#### TEXT UNDER STUDY:
----
This post is due by the time your class meets on Tuesday, 21 April. Thank you to the students who posted earlier.
One of the most enduring poetic forms, the sonnet—a fourteen-line lyric poem about a single topic, with strict rules for meter and rhyme—was popularized by an Italian named Petrarch in the 1300’s. Later, English poets modified its rules a bit, and the English or Shakespearean sonnet was born. Both versions remain popular today in a variety of languages, although the strict rules that defined sonnets when they first became popular are often modified or wholly abandoned by modern poets.
Read the four sonnets below, and then complete the following items as a reply to this post. Note: though not required, any analytic comments you make about the sonnets’ meter, based on our work from Wednesday in class, will be much appreciated.
- Comment on the differences between the modern and traditional sonnets. Which style do you find more effective or compelling?
- Consider the two Shakespearean sonnets: what is their central difference? Which do you prefer? Why?
- Of the four sonnets, which did you find most effective? Why? Give at least two examples directly from the sonnet. (This may be the same sonnet you chose for #2 if you like, but your comments should be different or, at least, more developed.)
- Finally, choose a third sonnet that you like from one of the sources below, and comment on its effectiveness, using at least two specific examples. Please paste your sonnet into your response, or as a comment on your response.
all of Shakespeare’s sonnets / famous sonnets / more varied and modern selection (note that some of those on this last link can only be considered sonnets by very liberal standards—for your selection, try to stick with those that have only 14 lines, or close to 14 lines with a rhyming couplet at the end)
----
#### DATA EXTRACTS:
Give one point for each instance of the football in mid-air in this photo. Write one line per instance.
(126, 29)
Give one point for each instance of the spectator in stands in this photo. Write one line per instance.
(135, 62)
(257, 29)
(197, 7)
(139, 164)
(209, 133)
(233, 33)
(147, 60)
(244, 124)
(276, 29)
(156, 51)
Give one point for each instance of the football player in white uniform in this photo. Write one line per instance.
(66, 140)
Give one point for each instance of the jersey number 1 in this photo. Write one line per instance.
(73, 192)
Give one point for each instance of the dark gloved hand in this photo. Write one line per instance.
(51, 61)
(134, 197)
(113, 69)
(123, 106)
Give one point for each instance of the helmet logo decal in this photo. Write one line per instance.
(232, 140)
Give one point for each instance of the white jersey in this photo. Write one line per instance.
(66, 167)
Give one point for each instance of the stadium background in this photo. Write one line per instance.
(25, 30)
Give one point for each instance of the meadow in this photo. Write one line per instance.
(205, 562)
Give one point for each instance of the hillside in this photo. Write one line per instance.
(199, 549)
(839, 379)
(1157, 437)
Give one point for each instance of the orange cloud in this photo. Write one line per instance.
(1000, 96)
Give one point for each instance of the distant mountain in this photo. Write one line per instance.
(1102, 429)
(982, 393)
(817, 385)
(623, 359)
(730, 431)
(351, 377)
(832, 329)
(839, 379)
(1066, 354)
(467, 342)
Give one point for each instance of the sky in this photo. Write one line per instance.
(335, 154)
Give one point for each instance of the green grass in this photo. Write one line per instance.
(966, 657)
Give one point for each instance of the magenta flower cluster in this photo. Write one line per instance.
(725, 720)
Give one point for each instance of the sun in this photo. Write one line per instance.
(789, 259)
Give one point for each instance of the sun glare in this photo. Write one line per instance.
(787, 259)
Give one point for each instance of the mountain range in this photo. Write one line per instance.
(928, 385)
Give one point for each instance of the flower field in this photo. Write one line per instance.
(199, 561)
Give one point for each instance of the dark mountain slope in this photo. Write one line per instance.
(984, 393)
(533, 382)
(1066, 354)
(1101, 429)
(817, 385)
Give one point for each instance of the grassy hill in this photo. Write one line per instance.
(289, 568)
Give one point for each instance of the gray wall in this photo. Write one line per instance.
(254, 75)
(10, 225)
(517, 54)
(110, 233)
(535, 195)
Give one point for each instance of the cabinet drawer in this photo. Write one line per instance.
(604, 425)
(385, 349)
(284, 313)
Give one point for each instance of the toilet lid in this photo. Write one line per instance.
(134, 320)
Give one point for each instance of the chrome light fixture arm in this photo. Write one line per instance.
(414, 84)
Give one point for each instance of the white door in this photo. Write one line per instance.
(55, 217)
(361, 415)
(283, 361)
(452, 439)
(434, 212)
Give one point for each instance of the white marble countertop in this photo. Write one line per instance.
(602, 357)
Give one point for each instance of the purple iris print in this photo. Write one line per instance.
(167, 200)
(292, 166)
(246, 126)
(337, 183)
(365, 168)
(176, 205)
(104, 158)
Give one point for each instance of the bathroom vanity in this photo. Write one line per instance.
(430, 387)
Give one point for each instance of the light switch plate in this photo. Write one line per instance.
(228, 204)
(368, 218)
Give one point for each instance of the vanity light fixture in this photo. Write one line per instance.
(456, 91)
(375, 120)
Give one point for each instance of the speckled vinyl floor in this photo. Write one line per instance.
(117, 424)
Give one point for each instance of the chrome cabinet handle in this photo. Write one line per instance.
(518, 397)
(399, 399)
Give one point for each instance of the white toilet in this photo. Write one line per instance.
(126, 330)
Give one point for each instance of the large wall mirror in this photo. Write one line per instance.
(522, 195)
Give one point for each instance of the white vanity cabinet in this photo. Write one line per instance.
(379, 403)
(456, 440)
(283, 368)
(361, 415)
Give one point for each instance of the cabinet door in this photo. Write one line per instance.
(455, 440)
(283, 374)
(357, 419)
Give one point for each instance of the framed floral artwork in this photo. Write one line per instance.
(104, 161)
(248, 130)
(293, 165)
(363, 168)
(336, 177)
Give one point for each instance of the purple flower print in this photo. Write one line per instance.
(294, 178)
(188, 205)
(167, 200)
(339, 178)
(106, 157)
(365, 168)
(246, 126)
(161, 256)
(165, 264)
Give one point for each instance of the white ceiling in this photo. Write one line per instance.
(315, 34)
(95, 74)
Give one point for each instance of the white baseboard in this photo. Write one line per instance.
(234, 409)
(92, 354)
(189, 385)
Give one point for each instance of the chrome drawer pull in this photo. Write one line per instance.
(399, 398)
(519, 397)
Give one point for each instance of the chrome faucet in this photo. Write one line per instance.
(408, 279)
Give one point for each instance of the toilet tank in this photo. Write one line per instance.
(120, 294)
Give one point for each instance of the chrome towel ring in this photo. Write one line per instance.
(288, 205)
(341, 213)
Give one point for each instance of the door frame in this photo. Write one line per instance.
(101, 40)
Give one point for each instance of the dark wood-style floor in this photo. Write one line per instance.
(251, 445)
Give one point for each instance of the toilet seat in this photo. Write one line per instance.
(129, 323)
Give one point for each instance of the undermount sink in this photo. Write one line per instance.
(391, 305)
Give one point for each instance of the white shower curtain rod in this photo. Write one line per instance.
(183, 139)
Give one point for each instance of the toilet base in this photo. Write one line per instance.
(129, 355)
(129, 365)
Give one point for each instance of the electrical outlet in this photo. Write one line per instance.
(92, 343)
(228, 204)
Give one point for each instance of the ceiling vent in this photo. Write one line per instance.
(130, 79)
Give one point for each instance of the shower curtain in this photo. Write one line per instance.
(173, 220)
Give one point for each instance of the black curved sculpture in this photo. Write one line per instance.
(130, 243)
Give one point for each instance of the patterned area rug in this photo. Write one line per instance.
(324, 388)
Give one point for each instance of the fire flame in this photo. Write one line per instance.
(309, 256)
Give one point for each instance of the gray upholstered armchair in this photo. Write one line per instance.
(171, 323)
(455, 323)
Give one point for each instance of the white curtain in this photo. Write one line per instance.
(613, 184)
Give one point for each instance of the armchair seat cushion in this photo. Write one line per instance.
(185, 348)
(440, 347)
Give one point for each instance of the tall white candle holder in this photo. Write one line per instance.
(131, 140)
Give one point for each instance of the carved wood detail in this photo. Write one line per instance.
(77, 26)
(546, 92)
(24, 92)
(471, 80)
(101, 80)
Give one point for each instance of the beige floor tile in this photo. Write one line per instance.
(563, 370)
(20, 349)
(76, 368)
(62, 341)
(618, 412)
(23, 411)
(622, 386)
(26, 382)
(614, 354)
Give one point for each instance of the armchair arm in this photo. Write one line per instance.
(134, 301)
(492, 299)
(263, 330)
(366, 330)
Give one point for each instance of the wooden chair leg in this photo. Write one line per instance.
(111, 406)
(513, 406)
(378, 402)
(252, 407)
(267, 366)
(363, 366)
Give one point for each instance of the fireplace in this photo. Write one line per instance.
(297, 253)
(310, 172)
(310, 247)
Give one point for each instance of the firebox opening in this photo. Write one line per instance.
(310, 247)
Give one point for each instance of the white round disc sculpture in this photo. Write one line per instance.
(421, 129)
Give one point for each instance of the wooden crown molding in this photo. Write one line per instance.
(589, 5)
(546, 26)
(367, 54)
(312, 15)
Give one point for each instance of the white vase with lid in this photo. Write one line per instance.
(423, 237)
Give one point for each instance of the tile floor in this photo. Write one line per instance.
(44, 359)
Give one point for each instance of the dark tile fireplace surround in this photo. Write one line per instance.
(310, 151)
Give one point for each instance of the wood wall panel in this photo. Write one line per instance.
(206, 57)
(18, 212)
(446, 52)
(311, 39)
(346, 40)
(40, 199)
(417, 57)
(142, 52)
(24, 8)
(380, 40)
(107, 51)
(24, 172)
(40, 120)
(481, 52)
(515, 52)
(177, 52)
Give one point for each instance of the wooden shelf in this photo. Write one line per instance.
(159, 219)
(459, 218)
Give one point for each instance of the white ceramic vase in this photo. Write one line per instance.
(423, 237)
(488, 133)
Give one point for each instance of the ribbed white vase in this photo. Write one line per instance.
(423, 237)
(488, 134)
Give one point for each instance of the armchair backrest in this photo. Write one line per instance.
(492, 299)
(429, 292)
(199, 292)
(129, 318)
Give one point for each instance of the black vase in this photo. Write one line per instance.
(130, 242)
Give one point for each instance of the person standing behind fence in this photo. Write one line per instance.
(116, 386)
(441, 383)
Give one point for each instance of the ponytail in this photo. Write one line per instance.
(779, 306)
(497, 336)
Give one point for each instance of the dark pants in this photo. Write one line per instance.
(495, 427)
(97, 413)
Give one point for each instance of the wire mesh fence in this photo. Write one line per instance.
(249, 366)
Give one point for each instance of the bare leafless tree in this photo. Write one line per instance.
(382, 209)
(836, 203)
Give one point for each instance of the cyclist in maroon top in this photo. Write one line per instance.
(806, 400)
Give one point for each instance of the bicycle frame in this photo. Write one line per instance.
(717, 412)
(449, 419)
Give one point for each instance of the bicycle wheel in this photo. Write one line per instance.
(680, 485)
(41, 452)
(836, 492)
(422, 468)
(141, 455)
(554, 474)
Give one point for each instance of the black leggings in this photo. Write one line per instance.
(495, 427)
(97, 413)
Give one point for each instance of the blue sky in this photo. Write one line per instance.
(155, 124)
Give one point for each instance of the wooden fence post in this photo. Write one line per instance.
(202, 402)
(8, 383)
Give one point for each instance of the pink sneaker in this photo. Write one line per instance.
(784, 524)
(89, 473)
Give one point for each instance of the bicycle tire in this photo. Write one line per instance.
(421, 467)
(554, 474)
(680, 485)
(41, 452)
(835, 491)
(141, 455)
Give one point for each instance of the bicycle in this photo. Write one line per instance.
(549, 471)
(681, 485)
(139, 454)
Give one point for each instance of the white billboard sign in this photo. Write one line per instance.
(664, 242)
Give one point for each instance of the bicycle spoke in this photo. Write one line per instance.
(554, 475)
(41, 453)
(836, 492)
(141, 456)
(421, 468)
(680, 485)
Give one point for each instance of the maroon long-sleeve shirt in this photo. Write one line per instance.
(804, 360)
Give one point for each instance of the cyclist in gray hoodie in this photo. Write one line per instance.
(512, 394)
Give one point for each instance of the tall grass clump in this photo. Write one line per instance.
----
#### QUESTIONS:
(a) Answer these questions about the sonnet assignment post, one line each:
(i) By what date is the post due?
(ii) Who popularized the sonnet, and in what period?
(iii) How many sonnets are students told to read?
(b) Continue the sonnet assignment post from the point where it stops.

#### ANSWERS BY ITEM NUMBER:
(a)
(i) Tuesday, 21 April.
(ii) An Italian named Petrarch, in the 1300’s.
(iii) Four.

(b)
(scored with a weight-of-2 grade in standards 5 & 6)
being to timelessness as it’s to time,
love did no more begin than love will end;
where nothing is to breathe to stroll to swim
love is the air the ocean and the land
(do lovers suffer? all divinities
proudly descending put on deathful flesh:
are lovers glad? only their smallest joy’s
a universe emerging from a wish)
love is the voice under all silences,
the hope which has no opposite in fear;
the strength so strong mere force is feebleness:
the truth more first than sun more last than star
—do lovers love? why then to heaven with hell.
Whatever sages say and fools, all’s well
Claude McKay: America
Although she feeds me bread of bitterness,
And sinks into my throat her tiger’s tooth,
Stealing my breath of life, I will confess
I love this cultured hell that tests my youth.
Her vigor flows like tides into my blood,
Giving me strength erect against her hate,
Her bigness sweeps my being like a flood.
Yet, as a rebel fronts a king in state,
I stand within her walls with not a shred
Of terror, malice, not a word of jeer.
Darkly I gaze into the days ahead,
And see her might and granite wonders there,
Beneath the touch of Time’s unerring hand,
Like priceless treasures sinking in the sand.